**EXTRAIT À LIRE:**
☆ ☆ ☆ ☆ ☆ ☆ ☆
Dans le scénario où les " inutiles " refusent de se reconvertir et se retrouvent dépendants des aides sociales, dont un éventuel revenu universel, plusieurs problèmes pourraient émerger. D’une part, cette dépendance pourrait entraîner un sentiment d’infériorité et de perte de dignité, en privant les individus de la possibilité de contribuer activement à la société et de réaliser leur potentiel. D’autre part, la passivité et le manque d’incitation à se former ou à travailler pourraient exacerber les inégalités et creuser le fossé entre les " dieux ", les " opératifs " et les " inutiles ". De plus, cette situation pourrait engendrer des tensions sociales et politiques, avec une majorité de la population n’existant plus réellement sur le plan économique et contributif. Les " inutiles " pourraient se sentir marginalisés et délaissés, ce qui pourrait mener à un mécontentement généralisé et à une polarisation accrue entre les différentes catégories de la population. Les " inutiles " risquent donc de se retrouver condamnés à une existence oisive, passant leurs journées affalés sur leurs canapés, absorbés par des séries Netflix, tout en se faisant livrer de la nourriture par des sans-papiers bravant la pluie et le froid pour pédaler à leur service.
☆ ☆ ☆ ☆ ☆ ☆ ☆
**DONNÉES:**

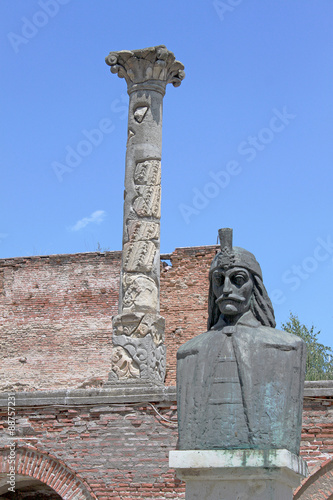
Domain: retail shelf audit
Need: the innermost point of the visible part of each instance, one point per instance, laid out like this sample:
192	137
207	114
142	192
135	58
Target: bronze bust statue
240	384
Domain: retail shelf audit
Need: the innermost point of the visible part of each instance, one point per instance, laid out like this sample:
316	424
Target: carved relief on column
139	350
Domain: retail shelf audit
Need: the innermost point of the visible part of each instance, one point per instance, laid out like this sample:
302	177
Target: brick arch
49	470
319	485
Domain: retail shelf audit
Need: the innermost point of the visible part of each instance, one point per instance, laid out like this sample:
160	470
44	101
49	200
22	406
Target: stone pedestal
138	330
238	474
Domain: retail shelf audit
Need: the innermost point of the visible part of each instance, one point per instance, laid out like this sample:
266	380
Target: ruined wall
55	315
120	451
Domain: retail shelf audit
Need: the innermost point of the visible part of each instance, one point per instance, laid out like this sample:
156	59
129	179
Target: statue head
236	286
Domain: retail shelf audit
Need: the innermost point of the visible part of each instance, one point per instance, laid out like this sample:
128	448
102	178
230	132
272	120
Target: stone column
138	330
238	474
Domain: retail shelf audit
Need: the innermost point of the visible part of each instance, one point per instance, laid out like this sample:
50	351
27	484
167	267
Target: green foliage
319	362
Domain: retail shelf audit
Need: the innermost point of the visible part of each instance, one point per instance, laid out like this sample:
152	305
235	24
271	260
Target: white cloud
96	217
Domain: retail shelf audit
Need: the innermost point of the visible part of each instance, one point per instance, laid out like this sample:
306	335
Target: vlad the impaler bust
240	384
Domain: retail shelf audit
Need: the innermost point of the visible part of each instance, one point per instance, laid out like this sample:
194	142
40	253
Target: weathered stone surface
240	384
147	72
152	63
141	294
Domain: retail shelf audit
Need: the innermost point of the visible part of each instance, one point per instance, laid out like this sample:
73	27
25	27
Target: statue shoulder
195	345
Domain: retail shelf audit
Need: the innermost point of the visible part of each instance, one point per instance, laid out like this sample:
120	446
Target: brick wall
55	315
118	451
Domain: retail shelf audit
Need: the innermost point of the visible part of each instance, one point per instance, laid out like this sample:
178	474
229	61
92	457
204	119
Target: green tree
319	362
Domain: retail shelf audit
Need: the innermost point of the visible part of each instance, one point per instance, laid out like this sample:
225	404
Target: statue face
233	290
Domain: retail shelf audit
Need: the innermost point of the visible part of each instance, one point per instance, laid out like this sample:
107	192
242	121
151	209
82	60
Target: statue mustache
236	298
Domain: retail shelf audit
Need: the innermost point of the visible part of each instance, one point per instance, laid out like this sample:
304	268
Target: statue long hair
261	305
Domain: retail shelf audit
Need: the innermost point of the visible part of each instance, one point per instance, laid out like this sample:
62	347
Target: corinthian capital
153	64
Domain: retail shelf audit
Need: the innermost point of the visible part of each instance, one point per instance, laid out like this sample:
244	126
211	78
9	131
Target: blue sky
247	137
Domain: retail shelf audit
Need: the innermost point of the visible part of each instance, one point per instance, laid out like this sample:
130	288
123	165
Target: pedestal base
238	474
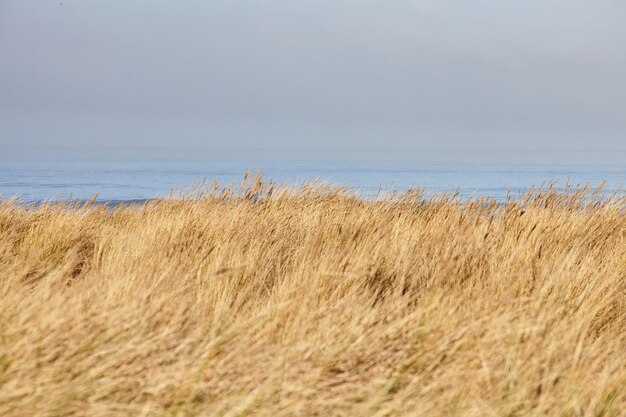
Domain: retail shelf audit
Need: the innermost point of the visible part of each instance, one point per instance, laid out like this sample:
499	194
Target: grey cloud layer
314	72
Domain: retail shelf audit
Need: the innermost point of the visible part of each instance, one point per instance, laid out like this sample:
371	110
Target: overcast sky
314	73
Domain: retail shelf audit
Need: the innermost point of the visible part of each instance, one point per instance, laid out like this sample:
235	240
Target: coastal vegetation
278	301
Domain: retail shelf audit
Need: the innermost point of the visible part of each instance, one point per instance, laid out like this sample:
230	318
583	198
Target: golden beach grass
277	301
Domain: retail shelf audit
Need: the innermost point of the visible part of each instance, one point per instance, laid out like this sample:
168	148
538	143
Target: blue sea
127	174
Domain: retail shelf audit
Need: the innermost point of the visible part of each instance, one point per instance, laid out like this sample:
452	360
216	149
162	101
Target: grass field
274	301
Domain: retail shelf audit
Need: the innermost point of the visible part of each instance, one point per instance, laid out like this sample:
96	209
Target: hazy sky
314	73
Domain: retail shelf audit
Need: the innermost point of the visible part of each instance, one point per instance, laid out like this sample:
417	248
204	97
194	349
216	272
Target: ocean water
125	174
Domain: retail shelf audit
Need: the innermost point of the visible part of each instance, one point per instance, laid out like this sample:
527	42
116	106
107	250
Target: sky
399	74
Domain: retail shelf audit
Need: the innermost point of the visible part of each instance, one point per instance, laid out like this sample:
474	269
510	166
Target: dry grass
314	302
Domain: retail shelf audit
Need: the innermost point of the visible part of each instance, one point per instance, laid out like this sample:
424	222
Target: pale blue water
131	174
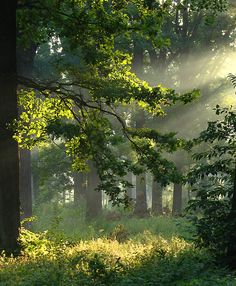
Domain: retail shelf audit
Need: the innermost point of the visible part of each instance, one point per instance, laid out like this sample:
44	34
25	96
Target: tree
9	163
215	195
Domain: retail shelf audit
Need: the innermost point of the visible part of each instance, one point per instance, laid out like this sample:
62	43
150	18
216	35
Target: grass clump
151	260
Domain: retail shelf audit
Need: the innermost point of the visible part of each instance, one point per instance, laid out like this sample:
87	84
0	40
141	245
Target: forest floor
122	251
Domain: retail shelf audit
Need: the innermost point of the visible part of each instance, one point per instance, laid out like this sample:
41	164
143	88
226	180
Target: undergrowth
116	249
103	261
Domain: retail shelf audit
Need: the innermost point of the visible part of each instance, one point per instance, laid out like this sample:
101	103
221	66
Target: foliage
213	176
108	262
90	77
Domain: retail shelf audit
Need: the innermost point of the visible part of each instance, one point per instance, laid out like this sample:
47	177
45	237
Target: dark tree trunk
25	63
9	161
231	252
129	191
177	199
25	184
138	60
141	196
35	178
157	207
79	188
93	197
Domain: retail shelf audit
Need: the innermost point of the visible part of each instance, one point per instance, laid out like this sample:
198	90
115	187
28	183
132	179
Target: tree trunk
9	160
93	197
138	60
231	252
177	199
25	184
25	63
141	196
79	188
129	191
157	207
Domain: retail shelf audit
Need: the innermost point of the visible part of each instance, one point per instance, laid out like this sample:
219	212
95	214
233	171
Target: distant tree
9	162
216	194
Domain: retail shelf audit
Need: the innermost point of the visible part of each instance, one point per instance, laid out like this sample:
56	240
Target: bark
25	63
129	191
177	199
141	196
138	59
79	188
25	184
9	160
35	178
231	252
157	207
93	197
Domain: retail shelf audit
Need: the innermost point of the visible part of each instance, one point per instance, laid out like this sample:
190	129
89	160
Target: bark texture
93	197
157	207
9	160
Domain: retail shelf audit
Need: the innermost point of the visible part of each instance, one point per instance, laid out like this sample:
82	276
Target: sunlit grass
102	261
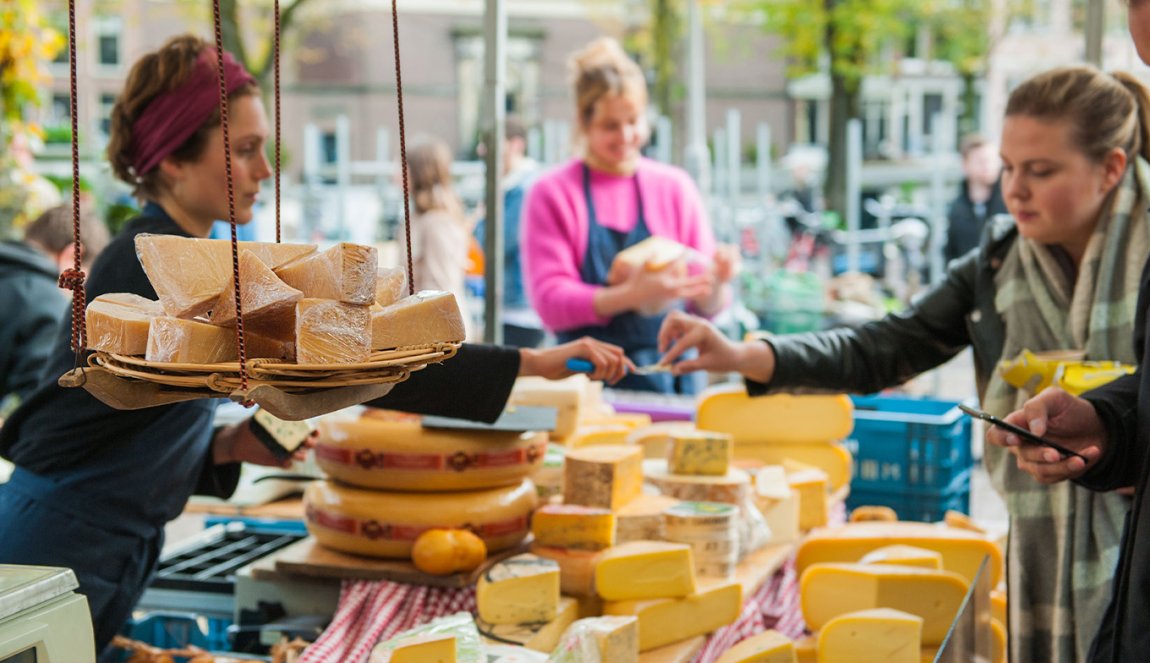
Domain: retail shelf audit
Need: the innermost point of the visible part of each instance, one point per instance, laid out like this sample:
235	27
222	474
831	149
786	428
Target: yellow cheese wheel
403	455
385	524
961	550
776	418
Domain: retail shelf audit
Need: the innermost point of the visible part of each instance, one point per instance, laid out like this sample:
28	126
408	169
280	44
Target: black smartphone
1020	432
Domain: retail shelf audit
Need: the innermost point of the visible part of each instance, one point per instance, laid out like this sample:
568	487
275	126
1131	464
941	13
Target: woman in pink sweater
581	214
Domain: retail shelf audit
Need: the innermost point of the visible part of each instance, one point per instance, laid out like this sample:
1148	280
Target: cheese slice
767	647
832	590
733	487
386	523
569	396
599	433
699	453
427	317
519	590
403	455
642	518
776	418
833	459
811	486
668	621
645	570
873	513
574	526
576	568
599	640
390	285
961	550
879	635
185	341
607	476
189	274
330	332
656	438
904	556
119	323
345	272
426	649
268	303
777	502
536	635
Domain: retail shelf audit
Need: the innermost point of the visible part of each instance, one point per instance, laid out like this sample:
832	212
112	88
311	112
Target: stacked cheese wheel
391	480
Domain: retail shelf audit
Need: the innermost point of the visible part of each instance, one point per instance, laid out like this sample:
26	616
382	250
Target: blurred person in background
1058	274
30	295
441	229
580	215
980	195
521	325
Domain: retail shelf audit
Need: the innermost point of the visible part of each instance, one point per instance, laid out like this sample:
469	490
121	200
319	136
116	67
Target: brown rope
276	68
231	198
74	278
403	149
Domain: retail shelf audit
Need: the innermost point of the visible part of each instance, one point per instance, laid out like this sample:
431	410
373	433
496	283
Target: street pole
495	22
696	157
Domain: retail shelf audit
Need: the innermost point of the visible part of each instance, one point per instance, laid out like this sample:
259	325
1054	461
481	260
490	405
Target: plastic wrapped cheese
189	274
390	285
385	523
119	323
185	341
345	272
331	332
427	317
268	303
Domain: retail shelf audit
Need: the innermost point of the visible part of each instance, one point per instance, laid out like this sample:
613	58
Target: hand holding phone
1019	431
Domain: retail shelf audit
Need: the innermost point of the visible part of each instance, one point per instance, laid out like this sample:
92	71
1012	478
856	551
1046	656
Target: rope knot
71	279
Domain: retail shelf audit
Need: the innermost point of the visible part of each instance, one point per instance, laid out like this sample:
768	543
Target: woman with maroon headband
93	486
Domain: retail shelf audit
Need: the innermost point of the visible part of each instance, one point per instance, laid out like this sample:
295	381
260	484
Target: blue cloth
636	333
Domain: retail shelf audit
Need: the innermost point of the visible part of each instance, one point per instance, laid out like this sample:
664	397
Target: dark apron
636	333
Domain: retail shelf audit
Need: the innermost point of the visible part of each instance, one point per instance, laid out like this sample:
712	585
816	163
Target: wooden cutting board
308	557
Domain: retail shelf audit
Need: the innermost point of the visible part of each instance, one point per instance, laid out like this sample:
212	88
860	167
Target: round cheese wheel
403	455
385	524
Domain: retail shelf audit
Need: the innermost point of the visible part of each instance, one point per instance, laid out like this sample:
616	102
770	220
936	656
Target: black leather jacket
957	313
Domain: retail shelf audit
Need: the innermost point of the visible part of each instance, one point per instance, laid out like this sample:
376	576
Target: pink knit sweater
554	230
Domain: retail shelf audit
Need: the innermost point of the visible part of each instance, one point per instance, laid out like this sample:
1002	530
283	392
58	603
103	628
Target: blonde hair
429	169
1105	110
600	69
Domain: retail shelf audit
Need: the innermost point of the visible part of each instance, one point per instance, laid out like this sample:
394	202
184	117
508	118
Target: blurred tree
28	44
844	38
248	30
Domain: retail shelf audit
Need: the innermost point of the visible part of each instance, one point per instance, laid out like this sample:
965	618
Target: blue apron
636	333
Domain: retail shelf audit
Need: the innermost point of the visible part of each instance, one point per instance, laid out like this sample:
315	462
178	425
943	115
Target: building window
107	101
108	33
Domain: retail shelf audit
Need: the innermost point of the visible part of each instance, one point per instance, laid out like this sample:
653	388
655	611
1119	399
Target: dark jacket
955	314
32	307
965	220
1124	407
☆ ☆ ☆ ☆ ☆ ☆ ☆
**CONSIGNE:** Poursuivez l'extrait sur le sort des « inutiles » dépendants des aides sociales à partir de sa dernière phrase. Les données forment un ensemble indépendant de l'extrait.

**CORRIGÉ:**
Nous ne pourrons pas nager contre le courant

Il est donc crucial de prendre conscience des dangers qui menacent notre société et d’agir en conséquence pour éviter de sombrer dans une ère où la majorité de la population serait reléguée au statut d' "inutiles ". Le risque d’une dépendance accrue à l’État et d’une paresse généralisée pourrait entraîner la désintégration sociale et la disparition progressive des valeurs qui fondent notre humanité. Si nous ne nous ressaisissons pas, nous courons le risque de voir notre monde s’effondrer et d’assister à la fin de notre civilisation telle que nous la connaissons. L’importance de se réinventer et de s’adapter aux changements induits par l’intelligence artificielle est essentielle pour éviter de devenir des " inutiles ". Nous devons puiser dans notre créativité, notre ingéniosité et notre persévérance pour façonner un avenir où l’humanité continuera à prospérer et à vivre en harmonie avec les avancées technologiques. La maîtrise de l’IA et la reconversion dans des métiers résistant à l’automatisation sont des solutions qui offrent une voie vers un avenir plus équilibré et durable pour l’ensemble de la société.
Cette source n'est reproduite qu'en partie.